* PROBLEM TO SOLVE:
Your response should consist solely of the lines from the one containing "Wildlife-survey input: mark every instance of the white" through the final line of the entries, repeated exactly.

* DATA SHOWN:

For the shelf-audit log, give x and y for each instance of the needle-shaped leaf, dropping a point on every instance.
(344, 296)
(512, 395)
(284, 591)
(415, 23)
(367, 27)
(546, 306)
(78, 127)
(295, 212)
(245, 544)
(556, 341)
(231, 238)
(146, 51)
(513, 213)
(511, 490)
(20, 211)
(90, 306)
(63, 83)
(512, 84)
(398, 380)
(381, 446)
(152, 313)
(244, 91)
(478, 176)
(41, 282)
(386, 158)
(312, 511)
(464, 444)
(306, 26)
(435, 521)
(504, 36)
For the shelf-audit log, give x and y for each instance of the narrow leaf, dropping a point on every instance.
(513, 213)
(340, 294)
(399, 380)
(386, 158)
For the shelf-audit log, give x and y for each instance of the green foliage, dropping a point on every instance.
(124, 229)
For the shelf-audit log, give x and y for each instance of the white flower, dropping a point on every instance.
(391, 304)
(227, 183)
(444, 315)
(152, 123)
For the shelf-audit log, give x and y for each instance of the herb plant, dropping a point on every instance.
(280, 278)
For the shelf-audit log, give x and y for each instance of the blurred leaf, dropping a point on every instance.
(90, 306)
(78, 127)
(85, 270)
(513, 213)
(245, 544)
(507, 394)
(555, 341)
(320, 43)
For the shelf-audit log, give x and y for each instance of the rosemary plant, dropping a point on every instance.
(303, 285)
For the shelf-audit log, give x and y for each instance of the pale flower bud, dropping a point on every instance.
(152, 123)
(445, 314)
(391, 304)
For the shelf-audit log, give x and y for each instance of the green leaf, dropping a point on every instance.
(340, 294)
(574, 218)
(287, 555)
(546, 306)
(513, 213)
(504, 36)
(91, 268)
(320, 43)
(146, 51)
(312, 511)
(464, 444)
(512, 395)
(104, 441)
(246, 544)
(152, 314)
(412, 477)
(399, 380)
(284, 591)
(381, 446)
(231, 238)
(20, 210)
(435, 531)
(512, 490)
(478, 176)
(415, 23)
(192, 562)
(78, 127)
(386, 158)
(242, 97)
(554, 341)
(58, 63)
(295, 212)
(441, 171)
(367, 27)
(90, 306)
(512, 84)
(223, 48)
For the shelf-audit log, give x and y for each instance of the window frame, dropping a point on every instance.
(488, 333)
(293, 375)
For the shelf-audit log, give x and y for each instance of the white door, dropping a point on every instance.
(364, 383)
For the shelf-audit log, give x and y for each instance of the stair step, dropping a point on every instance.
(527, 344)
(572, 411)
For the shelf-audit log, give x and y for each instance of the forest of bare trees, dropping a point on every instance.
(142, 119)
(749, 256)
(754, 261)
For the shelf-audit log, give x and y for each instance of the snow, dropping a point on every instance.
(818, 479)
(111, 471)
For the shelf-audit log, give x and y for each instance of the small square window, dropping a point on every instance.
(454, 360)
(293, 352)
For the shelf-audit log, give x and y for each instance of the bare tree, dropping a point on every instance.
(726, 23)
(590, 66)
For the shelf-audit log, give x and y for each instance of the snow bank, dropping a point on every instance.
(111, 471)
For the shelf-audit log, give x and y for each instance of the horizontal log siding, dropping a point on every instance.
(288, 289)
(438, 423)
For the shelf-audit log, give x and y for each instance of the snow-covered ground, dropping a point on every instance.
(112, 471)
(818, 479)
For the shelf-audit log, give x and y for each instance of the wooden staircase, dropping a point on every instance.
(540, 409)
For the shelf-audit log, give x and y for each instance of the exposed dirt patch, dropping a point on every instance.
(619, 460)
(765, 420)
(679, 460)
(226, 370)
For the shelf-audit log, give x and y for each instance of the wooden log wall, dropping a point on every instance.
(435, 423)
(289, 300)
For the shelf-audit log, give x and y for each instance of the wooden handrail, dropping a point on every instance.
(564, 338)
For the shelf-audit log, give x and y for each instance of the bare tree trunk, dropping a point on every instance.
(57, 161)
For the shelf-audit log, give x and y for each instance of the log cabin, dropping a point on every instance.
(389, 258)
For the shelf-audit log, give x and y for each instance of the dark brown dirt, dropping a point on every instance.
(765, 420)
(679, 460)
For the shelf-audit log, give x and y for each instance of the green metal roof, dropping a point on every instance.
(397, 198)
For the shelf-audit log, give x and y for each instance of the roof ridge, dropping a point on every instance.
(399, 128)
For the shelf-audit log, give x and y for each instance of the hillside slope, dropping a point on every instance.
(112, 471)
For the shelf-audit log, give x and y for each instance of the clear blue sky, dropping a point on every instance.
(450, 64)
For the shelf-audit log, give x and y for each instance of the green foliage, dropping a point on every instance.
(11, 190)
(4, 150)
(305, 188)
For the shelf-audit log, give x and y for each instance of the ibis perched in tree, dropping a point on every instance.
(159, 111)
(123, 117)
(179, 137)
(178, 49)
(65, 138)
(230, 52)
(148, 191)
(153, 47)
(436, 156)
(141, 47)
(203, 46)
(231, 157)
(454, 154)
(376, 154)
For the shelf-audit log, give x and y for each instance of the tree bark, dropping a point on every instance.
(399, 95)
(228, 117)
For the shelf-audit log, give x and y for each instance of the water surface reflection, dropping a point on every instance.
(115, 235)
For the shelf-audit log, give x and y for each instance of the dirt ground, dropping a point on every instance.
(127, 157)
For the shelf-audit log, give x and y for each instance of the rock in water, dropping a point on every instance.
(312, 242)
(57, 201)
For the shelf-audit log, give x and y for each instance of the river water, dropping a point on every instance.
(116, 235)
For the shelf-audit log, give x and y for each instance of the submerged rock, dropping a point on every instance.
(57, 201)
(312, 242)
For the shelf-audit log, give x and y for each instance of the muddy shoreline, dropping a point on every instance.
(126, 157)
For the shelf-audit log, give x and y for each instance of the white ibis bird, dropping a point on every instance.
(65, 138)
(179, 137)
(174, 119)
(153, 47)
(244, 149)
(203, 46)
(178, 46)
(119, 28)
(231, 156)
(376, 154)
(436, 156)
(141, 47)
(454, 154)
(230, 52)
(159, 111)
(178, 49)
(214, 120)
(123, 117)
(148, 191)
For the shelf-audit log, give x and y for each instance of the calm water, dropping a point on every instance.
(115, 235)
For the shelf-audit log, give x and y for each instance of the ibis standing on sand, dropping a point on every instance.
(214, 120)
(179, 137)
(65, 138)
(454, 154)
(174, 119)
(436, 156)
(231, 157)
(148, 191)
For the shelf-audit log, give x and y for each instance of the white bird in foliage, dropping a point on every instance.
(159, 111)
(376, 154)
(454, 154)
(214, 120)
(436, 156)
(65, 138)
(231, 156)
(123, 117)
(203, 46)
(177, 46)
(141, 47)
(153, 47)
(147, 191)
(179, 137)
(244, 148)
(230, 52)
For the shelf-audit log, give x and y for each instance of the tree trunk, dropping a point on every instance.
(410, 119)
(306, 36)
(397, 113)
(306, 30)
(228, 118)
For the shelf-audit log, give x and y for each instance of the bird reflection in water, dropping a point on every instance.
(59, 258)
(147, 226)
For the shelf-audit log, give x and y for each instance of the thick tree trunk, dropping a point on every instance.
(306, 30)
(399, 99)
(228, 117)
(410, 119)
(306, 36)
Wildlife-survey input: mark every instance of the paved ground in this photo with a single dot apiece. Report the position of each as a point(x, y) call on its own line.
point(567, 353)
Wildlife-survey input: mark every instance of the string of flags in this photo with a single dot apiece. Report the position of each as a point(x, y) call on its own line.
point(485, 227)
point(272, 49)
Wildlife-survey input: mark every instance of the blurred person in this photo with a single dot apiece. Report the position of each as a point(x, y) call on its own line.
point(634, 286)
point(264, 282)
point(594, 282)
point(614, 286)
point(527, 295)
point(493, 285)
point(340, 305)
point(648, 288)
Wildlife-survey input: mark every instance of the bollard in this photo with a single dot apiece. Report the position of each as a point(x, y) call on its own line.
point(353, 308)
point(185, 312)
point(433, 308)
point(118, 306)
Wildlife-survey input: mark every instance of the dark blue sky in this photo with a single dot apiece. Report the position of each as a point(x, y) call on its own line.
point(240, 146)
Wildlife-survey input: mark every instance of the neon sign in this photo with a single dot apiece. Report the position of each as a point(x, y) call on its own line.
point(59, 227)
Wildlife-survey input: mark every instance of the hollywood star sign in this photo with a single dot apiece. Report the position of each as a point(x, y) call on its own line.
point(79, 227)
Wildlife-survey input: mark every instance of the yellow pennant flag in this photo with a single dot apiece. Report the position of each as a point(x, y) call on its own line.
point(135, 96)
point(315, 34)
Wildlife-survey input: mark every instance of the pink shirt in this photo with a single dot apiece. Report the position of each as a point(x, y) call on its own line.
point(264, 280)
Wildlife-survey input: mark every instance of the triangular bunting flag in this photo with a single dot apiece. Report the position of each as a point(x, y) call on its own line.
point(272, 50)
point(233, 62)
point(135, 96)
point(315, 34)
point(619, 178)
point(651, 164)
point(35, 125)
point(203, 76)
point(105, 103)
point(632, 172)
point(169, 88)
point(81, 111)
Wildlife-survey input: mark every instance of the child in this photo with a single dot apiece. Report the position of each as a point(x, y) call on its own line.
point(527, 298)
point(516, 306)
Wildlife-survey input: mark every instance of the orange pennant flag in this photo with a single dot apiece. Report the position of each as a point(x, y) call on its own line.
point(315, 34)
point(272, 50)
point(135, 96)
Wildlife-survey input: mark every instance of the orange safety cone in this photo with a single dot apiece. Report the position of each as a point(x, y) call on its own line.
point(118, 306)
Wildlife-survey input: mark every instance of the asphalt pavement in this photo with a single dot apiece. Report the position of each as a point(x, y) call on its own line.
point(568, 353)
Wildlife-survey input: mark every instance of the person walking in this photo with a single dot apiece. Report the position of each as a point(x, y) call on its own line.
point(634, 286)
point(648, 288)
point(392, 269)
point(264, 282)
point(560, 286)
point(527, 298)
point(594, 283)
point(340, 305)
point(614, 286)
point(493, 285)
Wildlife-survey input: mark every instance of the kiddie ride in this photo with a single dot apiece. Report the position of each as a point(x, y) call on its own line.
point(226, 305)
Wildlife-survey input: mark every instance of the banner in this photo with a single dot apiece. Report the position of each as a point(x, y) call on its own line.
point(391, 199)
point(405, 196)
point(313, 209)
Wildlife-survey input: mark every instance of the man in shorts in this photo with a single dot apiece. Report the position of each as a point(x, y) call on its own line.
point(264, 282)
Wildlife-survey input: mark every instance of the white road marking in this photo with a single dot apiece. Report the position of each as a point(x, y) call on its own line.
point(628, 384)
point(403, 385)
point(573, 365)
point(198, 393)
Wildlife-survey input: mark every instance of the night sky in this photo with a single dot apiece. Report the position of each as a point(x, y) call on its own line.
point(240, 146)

* ANSWER:
Wildlife-survey input: mark every instance of the white road marking in this photo with a single dot apiece. Report the position of each as a point(x, y) call on its own line.
point(628, 384)
point(403, 385)
point(573, 365)
point(198, 393)
Wildlife-survey input: mark every instance of the night sky in this photo with a single dot apiece. Report the position of each as a point(x, y) call on its own line.
point(240, 146)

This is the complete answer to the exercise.